### [The data]
- Opening Delimiter -

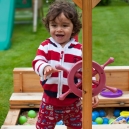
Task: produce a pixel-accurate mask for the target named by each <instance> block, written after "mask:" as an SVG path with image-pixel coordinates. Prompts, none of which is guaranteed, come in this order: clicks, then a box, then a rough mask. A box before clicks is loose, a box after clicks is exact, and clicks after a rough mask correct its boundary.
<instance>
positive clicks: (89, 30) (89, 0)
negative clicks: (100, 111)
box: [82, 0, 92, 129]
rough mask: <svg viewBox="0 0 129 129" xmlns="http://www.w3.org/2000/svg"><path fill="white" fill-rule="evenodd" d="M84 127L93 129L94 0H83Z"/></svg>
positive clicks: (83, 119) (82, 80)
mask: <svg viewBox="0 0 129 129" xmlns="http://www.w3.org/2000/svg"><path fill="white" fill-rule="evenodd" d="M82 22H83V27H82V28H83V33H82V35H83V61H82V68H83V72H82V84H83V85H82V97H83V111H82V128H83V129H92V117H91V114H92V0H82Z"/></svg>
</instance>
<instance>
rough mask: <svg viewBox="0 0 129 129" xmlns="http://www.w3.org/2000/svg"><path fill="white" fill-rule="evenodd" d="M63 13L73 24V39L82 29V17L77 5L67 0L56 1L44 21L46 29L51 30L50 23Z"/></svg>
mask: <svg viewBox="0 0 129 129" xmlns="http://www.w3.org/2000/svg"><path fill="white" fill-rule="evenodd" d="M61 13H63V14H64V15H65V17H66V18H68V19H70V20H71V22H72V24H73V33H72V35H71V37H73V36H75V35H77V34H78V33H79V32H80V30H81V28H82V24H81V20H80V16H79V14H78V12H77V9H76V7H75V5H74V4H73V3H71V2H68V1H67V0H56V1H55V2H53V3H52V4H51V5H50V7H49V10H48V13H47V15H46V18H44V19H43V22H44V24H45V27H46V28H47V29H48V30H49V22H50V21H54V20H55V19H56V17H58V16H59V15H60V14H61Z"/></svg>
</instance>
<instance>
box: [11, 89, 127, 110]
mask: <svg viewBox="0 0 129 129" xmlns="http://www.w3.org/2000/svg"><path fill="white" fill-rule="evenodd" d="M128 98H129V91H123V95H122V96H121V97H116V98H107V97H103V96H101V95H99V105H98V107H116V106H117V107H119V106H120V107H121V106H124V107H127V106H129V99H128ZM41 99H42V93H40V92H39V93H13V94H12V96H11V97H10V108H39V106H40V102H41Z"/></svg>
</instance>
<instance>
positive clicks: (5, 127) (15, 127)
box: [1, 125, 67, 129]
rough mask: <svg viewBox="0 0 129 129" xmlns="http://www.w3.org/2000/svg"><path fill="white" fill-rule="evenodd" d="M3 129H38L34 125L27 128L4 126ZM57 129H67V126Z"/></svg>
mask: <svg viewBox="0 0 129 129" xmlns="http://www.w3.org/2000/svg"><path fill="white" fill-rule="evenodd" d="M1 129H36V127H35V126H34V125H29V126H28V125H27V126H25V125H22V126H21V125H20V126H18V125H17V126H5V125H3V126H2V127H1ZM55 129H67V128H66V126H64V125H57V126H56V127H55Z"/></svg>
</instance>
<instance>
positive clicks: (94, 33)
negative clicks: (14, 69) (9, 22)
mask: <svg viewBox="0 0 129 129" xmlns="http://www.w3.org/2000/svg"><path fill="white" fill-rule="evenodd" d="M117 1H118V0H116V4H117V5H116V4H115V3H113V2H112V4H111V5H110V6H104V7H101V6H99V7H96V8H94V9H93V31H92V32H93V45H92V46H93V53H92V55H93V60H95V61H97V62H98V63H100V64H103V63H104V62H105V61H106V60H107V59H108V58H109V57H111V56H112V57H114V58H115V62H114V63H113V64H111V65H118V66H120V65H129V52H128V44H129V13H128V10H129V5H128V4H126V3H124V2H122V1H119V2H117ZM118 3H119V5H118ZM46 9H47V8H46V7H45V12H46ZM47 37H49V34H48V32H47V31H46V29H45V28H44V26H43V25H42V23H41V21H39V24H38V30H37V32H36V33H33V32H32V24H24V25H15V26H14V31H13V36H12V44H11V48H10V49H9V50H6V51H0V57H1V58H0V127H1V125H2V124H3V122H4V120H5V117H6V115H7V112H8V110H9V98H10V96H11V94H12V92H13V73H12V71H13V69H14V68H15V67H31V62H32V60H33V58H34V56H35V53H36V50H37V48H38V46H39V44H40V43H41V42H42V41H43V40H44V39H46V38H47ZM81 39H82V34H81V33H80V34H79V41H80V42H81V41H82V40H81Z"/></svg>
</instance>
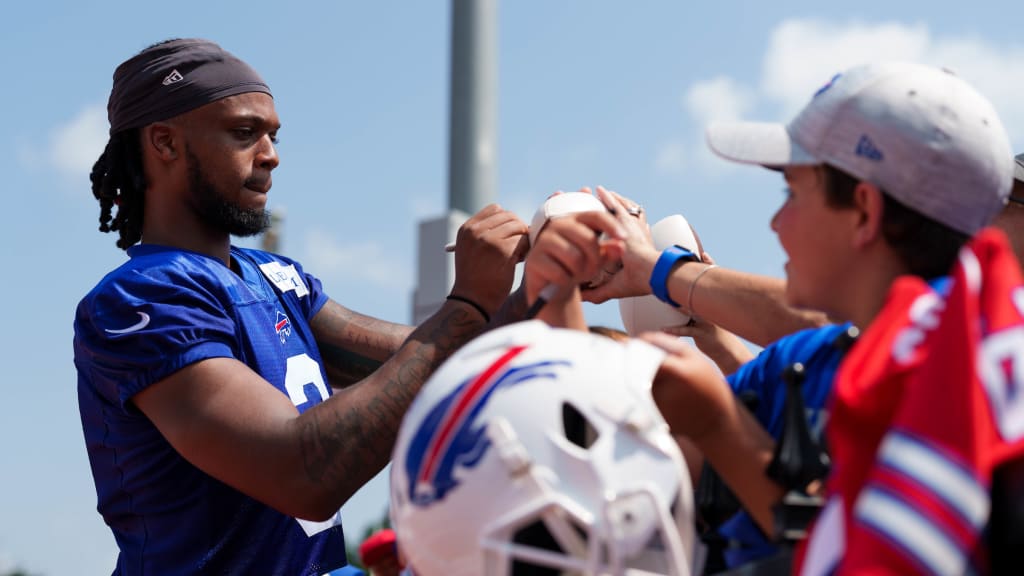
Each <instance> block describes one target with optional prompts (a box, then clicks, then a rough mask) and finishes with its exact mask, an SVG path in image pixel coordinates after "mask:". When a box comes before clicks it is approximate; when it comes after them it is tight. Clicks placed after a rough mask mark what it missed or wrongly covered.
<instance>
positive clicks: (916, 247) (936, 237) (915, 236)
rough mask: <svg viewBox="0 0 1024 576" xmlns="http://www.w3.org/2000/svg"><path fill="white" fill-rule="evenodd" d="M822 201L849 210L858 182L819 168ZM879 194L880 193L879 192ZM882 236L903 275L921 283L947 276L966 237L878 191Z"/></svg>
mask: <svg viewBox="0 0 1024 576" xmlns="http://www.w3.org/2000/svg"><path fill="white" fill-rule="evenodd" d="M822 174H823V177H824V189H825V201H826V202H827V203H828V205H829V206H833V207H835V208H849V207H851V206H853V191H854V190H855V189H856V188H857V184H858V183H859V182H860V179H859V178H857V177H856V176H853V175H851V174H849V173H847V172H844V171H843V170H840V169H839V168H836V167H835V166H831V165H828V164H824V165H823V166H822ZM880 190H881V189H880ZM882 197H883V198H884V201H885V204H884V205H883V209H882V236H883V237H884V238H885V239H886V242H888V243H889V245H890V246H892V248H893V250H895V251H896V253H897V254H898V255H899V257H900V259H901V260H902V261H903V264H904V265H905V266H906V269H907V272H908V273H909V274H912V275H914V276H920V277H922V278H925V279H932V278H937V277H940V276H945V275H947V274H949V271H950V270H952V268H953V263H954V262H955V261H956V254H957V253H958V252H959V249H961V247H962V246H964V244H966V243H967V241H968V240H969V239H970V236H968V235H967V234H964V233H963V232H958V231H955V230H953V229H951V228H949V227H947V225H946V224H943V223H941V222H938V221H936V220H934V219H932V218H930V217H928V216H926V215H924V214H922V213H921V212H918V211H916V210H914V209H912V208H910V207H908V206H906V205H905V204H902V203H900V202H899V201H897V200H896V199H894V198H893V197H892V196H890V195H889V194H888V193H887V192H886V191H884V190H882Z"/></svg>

- Closing Delimiter -

Return the span of lines in the data above that opens at the line with "box: [1, 125, 67, 129]" and closes at the line with "positive clicks: (94, 33)", exactly, ends included, nothing else.

box: [1, 125, 67, 129]
rough mask: <svg viewBox="0 0 129 129" xmlns="http://www.w3.org/2000/svg"><path fill="white" fill-rule="evenodd" d="M3 129H38L34 125L27 128L4 126ZM57 129H67V126Z"/></svg>
mask: <svg viewBox="0 0 129 129" xmlns="http://www.w3.org/2000/svg"><path fill="white" fill-rule="evenodd" d="M1 129H36V127H35V126H34V125H29V126H28V125H27V126H25V125H22V126H21V125H20V126H18V125H17V126H5V125H3V126H2V127H1ZM55 129H67V128H66V126H64V125H57V126H56V127H55Z"/></svg>
</instance>
<instance>
positive clicks: (94, 33)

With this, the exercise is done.